* PAGE EXCERPT *
━━━━━━━━━━━━━━━━
Dr. Bray Links

Thursday, December 3, 2015

The microbiome and its pharmacological targets: therapeutic avenues in cardiometabolic diseases

Cardiometabolic diseases (CMD) present a complex array of interrelated risk factors affecting more than one billion people with a dramatic impact on mortality, morbidity and quality of life. These factors (including impaired glucose tolerance, dyslipidemia, arterial hypertension, insulin resistance and central obesity) are epidemiologically clustered — the presence of at least three of five of these symptoms corresponding to the ‘metabolic syndrome’ clinical diagnosis. Although many pharmacological mechanisms have been suggested, the underlying causes of CMD and its potential therapeutic avenues remain to be fully explored. With the advent of high-throughput methodologies (metagenomics, metabolomics), the gut microbiome emerged as one of the key drivers for CMD. The gut ecosystem, as well as its individual members, was shown to contribute to the host metabolism. A lower bacterial gene count (LGC) is associated to increased adiposity, insulin resistance and dyslipidemia and dietary intervention can improve both bacterial gene richness and clinical metabolic outcomes. Patients with type 2 diabetes (T2D) also show specific compositional and functional changes in their metagenomes.

With the increasing number of clinical studies reporting associations between the composition of the gut microbiota and CMD outcomes, one question arises — how are these changes in microbial ecology translated into pharmacological messages to the mammalian host? Consisting of trillions of non-pathogenic bacteria living in a symbiotic relationship with their host, gut microbiota produces several signalling molecules (e.g., LPS, peptidoglycans, but also metabolites) that bind host proteins and impact signalling networks, therefore playing a central role as chemical messengers in the microbial–mammalian crosstalk. The identification of the pharmacological targets and signalling pathways of these metabolites is key to a better understanding the molecular crosstalk supporting the microbial–mammalian metabolic axis — and provides a suitable framework for the discovery of the mechanistic basis of these associations. In this context, fine mapping of the microbial signalling metabolome and its host molecular targets opens up novel pharmacological avenues for microbiome interventions.
━━━━━━━━━━━━━━━━
* EXTRACTED RECORDS *
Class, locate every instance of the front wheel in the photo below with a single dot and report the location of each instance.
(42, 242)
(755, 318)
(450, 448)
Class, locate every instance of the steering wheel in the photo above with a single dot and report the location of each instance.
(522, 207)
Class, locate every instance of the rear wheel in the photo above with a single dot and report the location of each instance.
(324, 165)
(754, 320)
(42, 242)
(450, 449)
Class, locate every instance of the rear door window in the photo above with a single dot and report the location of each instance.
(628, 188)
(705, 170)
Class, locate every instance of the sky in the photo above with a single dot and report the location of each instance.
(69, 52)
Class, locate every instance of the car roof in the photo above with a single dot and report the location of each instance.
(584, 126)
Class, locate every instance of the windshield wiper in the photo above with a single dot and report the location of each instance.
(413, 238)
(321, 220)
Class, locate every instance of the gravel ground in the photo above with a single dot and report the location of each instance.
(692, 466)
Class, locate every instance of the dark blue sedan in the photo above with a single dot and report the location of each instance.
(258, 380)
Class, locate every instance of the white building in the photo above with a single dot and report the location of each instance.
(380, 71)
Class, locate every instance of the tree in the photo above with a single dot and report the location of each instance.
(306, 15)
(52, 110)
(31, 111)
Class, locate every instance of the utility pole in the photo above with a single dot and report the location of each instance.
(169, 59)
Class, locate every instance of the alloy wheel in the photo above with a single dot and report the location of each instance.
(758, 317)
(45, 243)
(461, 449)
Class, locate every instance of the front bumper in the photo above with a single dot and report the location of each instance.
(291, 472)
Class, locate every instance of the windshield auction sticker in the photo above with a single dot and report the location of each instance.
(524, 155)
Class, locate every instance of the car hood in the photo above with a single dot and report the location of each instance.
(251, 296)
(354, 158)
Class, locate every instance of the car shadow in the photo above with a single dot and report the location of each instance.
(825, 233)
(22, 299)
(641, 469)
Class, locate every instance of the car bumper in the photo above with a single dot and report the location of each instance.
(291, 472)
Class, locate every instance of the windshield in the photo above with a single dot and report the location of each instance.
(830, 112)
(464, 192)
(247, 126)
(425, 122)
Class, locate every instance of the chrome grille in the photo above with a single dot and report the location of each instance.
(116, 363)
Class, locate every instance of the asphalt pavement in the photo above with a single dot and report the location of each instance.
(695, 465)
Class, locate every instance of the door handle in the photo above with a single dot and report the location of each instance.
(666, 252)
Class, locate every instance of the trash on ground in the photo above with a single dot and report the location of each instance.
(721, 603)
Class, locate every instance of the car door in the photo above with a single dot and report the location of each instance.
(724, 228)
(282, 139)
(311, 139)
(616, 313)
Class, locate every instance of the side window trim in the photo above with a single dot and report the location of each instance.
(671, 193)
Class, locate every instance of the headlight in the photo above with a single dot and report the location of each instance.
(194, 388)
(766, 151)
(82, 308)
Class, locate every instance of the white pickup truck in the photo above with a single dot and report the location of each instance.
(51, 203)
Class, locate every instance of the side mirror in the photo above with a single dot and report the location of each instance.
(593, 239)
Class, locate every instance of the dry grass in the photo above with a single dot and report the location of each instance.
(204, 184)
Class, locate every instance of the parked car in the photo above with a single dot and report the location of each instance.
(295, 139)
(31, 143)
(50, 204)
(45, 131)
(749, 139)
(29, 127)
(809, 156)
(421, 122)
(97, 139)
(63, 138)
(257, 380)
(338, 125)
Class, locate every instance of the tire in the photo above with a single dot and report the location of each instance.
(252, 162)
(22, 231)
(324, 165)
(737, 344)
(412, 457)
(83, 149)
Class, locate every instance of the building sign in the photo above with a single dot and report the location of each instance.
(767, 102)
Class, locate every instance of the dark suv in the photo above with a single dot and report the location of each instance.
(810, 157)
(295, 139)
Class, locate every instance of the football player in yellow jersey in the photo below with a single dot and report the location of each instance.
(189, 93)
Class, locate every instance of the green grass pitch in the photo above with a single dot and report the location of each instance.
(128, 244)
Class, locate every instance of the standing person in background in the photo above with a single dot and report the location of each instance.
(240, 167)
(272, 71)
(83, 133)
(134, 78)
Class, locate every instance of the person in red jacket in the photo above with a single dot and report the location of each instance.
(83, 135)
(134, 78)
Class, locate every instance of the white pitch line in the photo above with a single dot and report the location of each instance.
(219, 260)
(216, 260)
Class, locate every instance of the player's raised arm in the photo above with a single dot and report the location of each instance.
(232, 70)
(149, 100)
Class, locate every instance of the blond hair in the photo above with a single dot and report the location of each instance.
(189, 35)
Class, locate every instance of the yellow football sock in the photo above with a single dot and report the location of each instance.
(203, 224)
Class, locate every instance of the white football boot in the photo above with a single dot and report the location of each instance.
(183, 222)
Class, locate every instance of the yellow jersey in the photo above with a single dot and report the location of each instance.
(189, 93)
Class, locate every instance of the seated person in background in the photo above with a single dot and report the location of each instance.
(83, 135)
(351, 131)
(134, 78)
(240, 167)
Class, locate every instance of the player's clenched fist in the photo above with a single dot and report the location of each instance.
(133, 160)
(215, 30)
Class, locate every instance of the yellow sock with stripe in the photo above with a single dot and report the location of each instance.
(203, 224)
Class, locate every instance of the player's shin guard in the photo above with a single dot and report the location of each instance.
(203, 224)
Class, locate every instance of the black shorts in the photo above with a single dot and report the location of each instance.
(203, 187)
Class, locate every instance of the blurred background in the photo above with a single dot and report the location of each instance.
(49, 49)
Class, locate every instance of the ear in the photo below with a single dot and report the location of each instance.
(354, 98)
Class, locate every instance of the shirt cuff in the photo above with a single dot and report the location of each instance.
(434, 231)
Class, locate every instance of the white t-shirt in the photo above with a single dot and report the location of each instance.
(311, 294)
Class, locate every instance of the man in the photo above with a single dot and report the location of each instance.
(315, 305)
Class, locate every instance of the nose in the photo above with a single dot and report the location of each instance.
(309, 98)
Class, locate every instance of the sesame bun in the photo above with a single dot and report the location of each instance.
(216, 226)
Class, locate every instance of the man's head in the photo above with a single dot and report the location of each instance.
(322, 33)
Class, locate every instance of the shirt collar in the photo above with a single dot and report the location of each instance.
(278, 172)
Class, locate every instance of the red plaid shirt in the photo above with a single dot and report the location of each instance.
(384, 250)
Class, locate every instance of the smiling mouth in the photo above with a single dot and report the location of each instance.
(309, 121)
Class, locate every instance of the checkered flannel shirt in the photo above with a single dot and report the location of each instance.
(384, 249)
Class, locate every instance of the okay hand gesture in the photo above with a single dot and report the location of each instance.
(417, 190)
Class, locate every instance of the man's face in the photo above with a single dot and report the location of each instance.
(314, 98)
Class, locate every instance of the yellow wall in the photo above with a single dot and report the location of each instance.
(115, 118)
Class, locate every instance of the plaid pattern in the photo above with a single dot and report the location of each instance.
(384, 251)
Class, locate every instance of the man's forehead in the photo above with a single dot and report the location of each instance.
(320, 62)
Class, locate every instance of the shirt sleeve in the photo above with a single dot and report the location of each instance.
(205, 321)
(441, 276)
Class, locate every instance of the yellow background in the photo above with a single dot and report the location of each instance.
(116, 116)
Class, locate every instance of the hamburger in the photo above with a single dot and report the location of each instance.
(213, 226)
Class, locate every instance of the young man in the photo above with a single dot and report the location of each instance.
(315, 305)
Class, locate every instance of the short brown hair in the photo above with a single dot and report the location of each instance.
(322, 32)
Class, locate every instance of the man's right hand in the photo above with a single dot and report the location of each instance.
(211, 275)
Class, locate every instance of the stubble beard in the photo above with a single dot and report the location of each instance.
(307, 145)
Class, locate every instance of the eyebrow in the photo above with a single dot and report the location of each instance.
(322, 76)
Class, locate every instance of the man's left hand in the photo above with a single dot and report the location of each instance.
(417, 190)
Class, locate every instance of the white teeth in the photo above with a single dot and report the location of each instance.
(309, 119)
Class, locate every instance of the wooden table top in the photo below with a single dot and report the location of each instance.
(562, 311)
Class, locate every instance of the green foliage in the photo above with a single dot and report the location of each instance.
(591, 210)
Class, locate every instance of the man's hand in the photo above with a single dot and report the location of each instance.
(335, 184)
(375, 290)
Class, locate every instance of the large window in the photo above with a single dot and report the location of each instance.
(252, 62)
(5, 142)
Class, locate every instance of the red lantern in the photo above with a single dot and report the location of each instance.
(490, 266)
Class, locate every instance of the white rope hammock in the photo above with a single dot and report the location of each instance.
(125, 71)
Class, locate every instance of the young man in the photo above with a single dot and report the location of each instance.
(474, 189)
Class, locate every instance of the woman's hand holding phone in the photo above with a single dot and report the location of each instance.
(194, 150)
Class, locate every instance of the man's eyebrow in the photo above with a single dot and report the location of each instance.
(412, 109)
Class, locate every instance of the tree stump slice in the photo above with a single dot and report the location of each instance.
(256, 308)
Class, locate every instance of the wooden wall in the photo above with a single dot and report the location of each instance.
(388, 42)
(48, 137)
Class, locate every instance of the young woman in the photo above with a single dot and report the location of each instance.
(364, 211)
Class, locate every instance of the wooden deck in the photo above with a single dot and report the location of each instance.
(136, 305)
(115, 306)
━━━━━━━━━━━━━━━━
* WHAT YOU ARE ASKED TO DO *
How would this sentence from the post on the microbiome and cardiometabolic diseases read in Spanish: "The gut ecosystem, as well as its individual members, was shown to contribute to the host metabolism."? You won't need the lines for this.

* ANSWER SECTION *
Se demostró que el ecosistema intestinal, así como sus miembros individuales, contribuye al metabolismo del huésped.